▸ **TASK ITEM**: Return all of the entries, keeping every word and mark as it is.

──────── MATERIAL SHOWN ────────

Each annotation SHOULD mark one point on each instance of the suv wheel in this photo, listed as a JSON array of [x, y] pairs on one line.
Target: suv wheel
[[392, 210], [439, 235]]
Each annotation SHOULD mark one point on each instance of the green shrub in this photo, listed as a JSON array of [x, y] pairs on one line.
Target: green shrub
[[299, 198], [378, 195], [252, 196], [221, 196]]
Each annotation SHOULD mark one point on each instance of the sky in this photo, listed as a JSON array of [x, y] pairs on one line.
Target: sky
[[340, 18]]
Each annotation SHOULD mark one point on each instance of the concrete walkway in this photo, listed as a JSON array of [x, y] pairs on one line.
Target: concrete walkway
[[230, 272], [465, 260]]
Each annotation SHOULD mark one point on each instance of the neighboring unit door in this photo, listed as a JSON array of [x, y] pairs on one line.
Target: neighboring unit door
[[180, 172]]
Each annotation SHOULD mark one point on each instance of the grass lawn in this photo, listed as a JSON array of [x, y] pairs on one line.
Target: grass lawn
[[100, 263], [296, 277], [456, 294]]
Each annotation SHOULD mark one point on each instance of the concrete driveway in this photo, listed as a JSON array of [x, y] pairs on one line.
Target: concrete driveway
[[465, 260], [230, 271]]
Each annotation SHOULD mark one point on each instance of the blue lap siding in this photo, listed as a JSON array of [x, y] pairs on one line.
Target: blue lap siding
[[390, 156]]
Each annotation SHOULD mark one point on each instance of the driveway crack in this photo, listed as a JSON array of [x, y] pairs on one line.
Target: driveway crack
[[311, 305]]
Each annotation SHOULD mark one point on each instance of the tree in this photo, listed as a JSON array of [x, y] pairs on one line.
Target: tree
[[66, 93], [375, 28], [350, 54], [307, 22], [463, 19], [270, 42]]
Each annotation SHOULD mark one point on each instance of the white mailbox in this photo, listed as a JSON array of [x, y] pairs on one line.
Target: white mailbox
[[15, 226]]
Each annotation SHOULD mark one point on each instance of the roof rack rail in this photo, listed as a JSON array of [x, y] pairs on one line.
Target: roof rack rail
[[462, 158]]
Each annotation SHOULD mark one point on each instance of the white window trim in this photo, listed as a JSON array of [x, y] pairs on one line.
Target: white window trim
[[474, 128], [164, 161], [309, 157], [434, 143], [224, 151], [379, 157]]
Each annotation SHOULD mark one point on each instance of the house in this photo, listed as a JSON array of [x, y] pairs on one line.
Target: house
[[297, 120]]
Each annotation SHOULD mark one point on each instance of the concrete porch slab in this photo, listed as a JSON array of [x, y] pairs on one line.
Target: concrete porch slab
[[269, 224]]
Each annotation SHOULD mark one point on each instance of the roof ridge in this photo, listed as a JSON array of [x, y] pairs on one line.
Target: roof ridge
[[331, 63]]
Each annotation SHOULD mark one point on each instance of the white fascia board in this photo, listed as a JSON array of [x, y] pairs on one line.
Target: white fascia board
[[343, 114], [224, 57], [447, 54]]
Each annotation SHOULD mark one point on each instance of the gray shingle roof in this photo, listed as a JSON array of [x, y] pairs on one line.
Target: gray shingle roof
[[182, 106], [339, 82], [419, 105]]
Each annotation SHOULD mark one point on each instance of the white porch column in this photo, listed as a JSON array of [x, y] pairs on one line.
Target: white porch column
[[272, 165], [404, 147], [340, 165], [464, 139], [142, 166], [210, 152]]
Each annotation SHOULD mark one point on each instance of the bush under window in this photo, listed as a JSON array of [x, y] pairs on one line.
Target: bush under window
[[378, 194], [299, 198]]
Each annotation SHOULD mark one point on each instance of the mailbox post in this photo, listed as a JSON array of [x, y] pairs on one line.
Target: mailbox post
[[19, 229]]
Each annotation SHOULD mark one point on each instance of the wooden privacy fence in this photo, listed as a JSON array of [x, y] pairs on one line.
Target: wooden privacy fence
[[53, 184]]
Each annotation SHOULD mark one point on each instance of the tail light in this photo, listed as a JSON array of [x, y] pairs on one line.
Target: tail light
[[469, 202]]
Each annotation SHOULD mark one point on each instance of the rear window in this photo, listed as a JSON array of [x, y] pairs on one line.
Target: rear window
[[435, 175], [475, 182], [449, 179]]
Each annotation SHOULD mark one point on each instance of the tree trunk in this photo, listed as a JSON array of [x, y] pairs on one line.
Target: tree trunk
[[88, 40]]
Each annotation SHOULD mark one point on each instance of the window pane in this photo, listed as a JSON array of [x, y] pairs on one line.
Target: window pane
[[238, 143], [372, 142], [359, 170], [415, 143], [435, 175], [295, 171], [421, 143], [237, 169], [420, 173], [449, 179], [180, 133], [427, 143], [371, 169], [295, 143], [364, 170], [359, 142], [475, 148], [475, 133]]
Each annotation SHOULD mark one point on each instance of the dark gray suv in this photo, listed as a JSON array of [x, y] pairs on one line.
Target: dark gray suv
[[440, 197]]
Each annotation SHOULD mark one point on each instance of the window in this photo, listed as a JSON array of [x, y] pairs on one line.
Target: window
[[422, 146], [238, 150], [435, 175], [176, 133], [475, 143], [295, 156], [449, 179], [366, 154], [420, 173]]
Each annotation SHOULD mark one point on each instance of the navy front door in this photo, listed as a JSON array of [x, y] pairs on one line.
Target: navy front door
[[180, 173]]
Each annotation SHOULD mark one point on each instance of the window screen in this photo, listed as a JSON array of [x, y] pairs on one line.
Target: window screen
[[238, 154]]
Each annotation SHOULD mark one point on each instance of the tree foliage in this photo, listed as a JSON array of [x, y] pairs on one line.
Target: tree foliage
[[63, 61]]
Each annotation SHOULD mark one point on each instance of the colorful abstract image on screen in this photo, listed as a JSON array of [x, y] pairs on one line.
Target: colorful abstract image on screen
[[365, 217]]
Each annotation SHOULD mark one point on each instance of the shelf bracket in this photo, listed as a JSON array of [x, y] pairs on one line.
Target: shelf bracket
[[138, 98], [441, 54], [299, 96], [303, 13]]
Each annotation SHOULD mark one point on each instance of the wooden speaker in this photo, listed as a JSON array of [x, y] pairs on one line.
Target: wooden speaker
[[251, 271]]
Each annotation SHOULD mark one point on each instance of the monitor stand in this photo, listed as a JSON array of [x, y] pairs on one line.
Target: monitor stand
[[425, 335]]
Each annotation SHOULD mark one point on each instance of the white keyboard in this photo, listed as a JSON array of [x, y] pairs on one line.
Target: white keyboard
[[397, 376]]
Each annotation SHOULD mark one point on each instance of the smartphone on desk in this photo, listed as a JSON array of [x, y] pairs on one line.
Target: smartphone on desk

────────

▸ **WRITTEN SOLUTION**:
Each annotation SHOULD mark one point on each instance of the suv wheel in this photo, listed as a JSON array of [x, y] pairs on one line.
Target: suv wheel
[[392, 210], [439, 235]]
Each annotation SHOULD mark one point on each instance of the green shrub in this photo, listed as a JSON array of [x, y] pairs on one line.
Target: green shrub
[[299, 198], [378, 195], [252, 196], [221, 196]]
Each annotation SHOULD mark one point on each instance of the sky in this photo, listed as a JSON array of [x, y] pairs on one line.
Target: sky
[[340, 18]]
Each annotation SHOULD mark one point on each instance of the concrete walkway in this photo, listed as a JSON array of [x, y] pairs on one line.
Target: concrete walkway
[[230, 272], [465, 260]]
Each annotation SHOULD mark one point on each instance of the neighboring unit door in this photo, listed as a JSON array of [x, y] pairs on one line.
Target: neighboring unit door
[[180, 172]]
Each annotation SHOULD mark one point on each instance of the grass lawn in this photo, listed as a JSON array of [x, y] pairs on one line.
Target: grass lawn
[[100, 263], [296, 277], [456, 294]]
Each annotation SHOULD mark one point on each instance of the concrete driveway in this photo, listed as a JSON array of [x, y] pairs on one line.
Target: concrete driveway
[[465, 260], [230, 271]]
Each annotation SHOULD mark one point on each instance of the blue lap siding in this photo, listed as a JSON array of [x, y] pairs on one line.
Target: blue lap siding
[[390, 156]]
Each annotation SHOULD mark one point on each instance of the driveway crack in this photo, listed as a JSON array of [x, y] pairs on one line.
Target: driveway crack
[[311, 305]]
Each annotation SHOULD mark one point on each instance of the tree in this photo, listed as a JSON array of [x, y] pairs on one line.
Target: tree
[[66, 93], [375, 28], [350, 54], [307, 22], [463, 19], [270, 42]]
Each annotation SHOULD mark one point on each instance of the white mailbox in this photo, listed as a JSON array of [x, y] pairs on one line.
Target: white mailbox
[[15, 226]]
Each annotation SHOULD mark one point on each instance of the roof rack rail in this photo, listed as a JSON array of [x, y] pairs on one line.
Target: roof rack rail
[[462, 158]]
Each annotation SHOULD mark one point on each instance of the white window trim in this photo, listed as a JSON array of [x, y] pairs on one line.
Target: white window trim
[[474, 128], [164, 161], [309, 157], [434, 143], [224, 151], [379, 157]]
Each annotation SHOULD mark one point on each instance of the house in this photo, listed as a JSON array of [x, y] pairs on one line.
Target: house
[[297, 120]]
Each annotation SHOULD mark one point on each instance of the concrete porch slab in this photo, listed as a JSON array of [x, y] pairs on one line.
Target: concrete porch slab
[[269, 224]]
Each annotation SHOULD mark one point on each instance of the roof ridge in this photo, listed as a JSON array of [x, y] pairs on one line.
Target: roof ridge
[[331, 63]]
Each annotation SHOULD mark one point on each instance of the white fascia board in this photo, listed as a JSON array of [x, y] pairs on one line.
Target: white fascia board
[[343, 114], [224, 57], [447, 54]]
Each annotation SHOULD mark one point on each instance of the gray shingle roof in this photo, listed as a JSON array of [x, y] pairs on one line.
Target: gray shingle roof
[[182, 106], [339, 82], [419, 105]]
Each annotation SHOULD mark one point on each instance of the white porch column in this photo, listed as a JSON array of [x, y] pairs on one line.
Target: white porch column
[[272, 165], [404, 147], [340, 165], [464, 139], [142, 166], [210, 152]]
Each annotation SHOULD mark one point on each instance of the bush under window in this photo, listed as a JSON array of [x, y] pairs on one line.
Target: bush under window
[[378, 194], [299, 198]]
Each annotation SHOULD mark one point on each instance of the mailbox post in this photo, listed as a JSON array of [x, y] pairs on one line.
Target: mailbox post
[[19, 229]]
Each annotation SHOULD mark one point on each instance of the wooden privacy fence in this photo, listed as a JSON array of [x, y] pairs on one line.
Target: wooden privacy fence
[[53, 184]]
Each annotation SHOULD mark one point on each instance of the tail light in this photo, listed as a JSON array of [x, y] pairs on one line.
Target: tail light
[[469, 202]]
Each annotation SHOULD mark one point on each instance of the rear window in this photo, listed as a JSON array of [x, y] pairs on one line.
Target: rear window
[[435, 175], [475, 182], [449, 179]]
Each annotation SHOULD mark one point on each instance of the tree trunk in this photo, listed as a JSON array of [x, y] pairs on one line.
Target: tree trunk
[[88, 40]]
Each annotation SHOULD mark one point on each instance of the window pane in this photo, listed as a JSON array of [x, y] pairs on one line.
Target: window pane
[[238, 143], [372, 142], [359, 170], [415, 143], [435, 175], [295, 171], [421, 143], [237, 169], [420, 173], [449, 179], [180, 133], [427, 143], [371, 169], [295, 143], [364, 170], [359, 142], [475, 148], [475, 133]]
Each annotation SHOULD mark one point on each instance of the dark gray suv in this photo, listed as a JSON array of [x, y] pairs on one line.
Target: dark gray suv
[[440, 197]]
Each annotation SHOULD mark one point on each instance of the window in this photo, listed as a JSON array of [x, y] pairs on one line.
Target: window
[[422, 146], [238, 150], [435, 175], [176, 133], [475, 143], [295, 156], [449, 179], [366, 154], [420, 173]]
Each annotation SHOULD mark one point on each instance of the navy front door in this photo, listed as a JSON array of [x, y] pairs on one line.
Target: navy front door
[[180, 173]]
Each annotation SHOULD mark one point on each instance of the window screen in this photo, listed as a JSON array of [x, y] pairs on one line.
Target: window screen
[[238, 154]]
Each annotation SHOULD mark one point on each instance of the tree foliage in this photo, listed as a JSON array of [x, y] pairs on one line.
Target: tree foliage
[[63, 61]]
Each annotation SHOULD mark one point on each instance of the colorful abstract image on screen in this photo, listed as a JSON array of [x, y] pairs on one line.
Target: colorful abstract image on screen
[[365, 217]]
Each annotation SHOULD mark one point on each instance of the shelf bracket in this photo, listed as a JSON array of [x, y] pairs on one line.
Target: shelf bracket
[[138, 98], [441, 54], [299, 96], [303, 13]]
Each annotation SHOULD mark one point on each instance of the wooden speaker in this photo, listed as a JSON array of [x, y] pairs on one line.
Target: wooden speaker
[[251, 271]]
Each annotation SHOULD mark one point on each instance of the monitor stand in this photo, listed as a JSON array of [x, y] pairs on one line.
Target: monitor stand
[[425, 335]]
Each annotation SHOULD mark one point on each instance of the white keyboard in this photo, listed as a JSON array of [x, y] pairs on one line.
Target: white keyboard
[[397, 376]]
Each annotation SHOULD mark one point on each instance of the smartphone on desk in this photo, listed as a JSON array of [x, y] pairs on one line.
Target: smartphone on desk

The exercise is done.